» READING PASSAGE
◆ ◆ ◆

U.S. immigration limits H1Bs to 140,000 annually. Collins filed her faculty member’s original H1B paperwork and renewals for another three years. She was told his H1B could not be renewed anymore after 6 years.  He would need a green card.

Indians Have A Long Wait For Green Cards

So Collins began the green card process. She was told it would take eight to 10 years because her faculty member’s country of origin was India. 

This is no surprise to Indians who face an uphill battle against the H1B system and green card process which limits residency approvals based on country of origin.

It’s been bad news for green card applicants from India for a while. Currently over a million people from the country are stuck in a green card backlog. Indian-employer-sponsored applicants face an eight-decade wait period that is projected to outlast the lifetimes of almost 200,000 applicants. Only half of the Indian-origin applicants are expected to receive an actual green card.

When Collins looked into an E1B visa for her faculty member, her legal team said she had a 20 to 30% chance of being able to hire him and keep him through that visa process. 

Inflexible immigration processes like these mean that the U.S. is swiftly losing access to the global talent it needs to plug thousands of vacant jobs.

The Immigration Roadblocks

The U.S. immigration system is mired in a backlog of greencards and legal visas. Congress has not moved forward to ease restrictions for immigrants like dreamers or STEM PhDs. Even the asylum system seems paralyzed. For U.S employers looking to fill thousands of vacant positions, hiring qualified foreign-born individuals becomes a nightmare.

“The approval process needs to be more timely and effective,” said Collins at an Aug 26 Ethnic Media Services briefing on immigration roadblocks and worker shortages. “The U.S. needs to look at at creative solutions to fill the positions.”

The obvious solution is that U.S. needs more immigrants – at least 2 million more – to take the jobs that Americans cannot fill. Instead, public discussion tends to focus on the estimated 2 million border crossings for the fiscal year, which is not the same as 2 million potential workers, said Giovanni Perry,  Professor of Economics at the University of California Davis.

◆ ◆ ◆

(Image point grounding data)
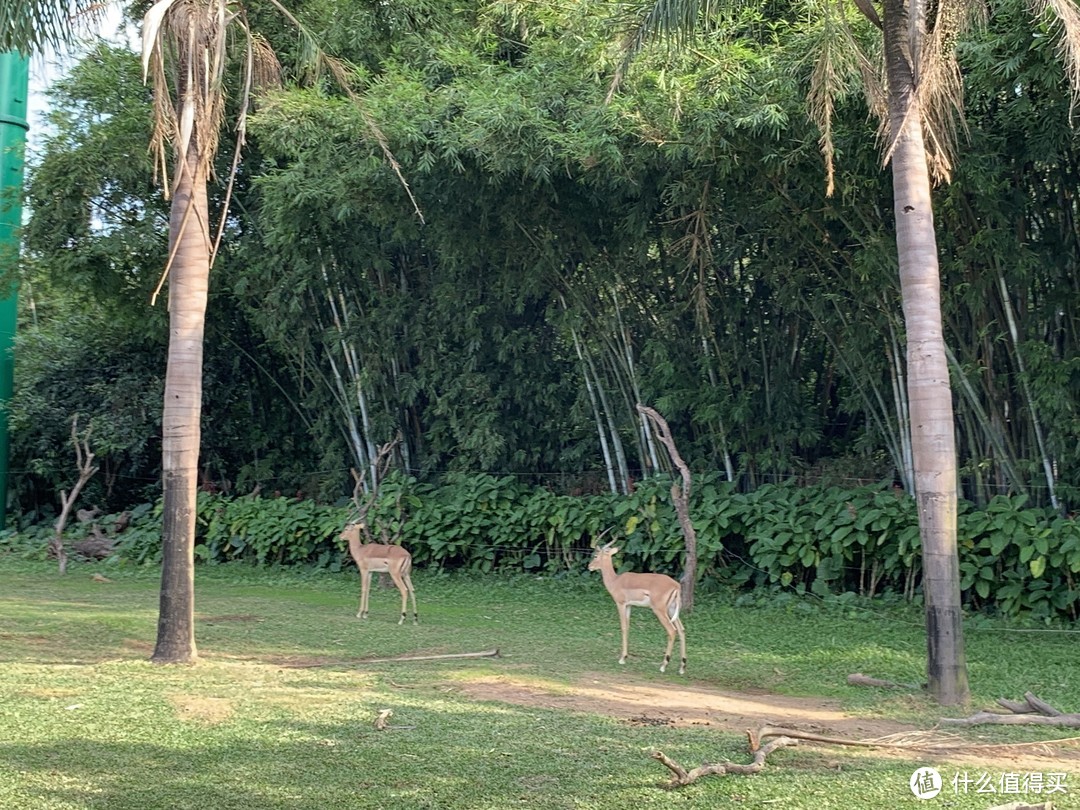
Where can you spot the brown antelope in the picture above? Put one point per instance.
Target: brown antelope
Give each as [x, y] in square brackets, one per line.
[374, 558]
[655, 591]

◆ ◆ ◆

» ACTIVITY
Reproduce word for word the portion of the passage on immigration backlogs that begins with the words containing "So Collins began" and ends with "that visa process.".

» EXPECTED ANSWER
So Collins began the green card process. She was told it would take eight to 10 years because her faculty member’s country of origin was India. 

This is no surprise to Indians who face an uphill battle against the H1B system and green card process which limits residency approvals based on country of origin.

It’s been bad news for green card applicants from India for a while. Currently over a million people from the country are stuck in a green card backlog. Indian-employer-sponsored applicants face an eight-decade wait period that is projected to outlast the lifetimes of almost 200,000 applicants. Only half of the Indian-origin applicants are expected to receive an actual green card.

When Collins looked into an E1B visa for her faculty member, her legal team said she had a 20 to 30% chance of being able to hire him and keep him through that visa process.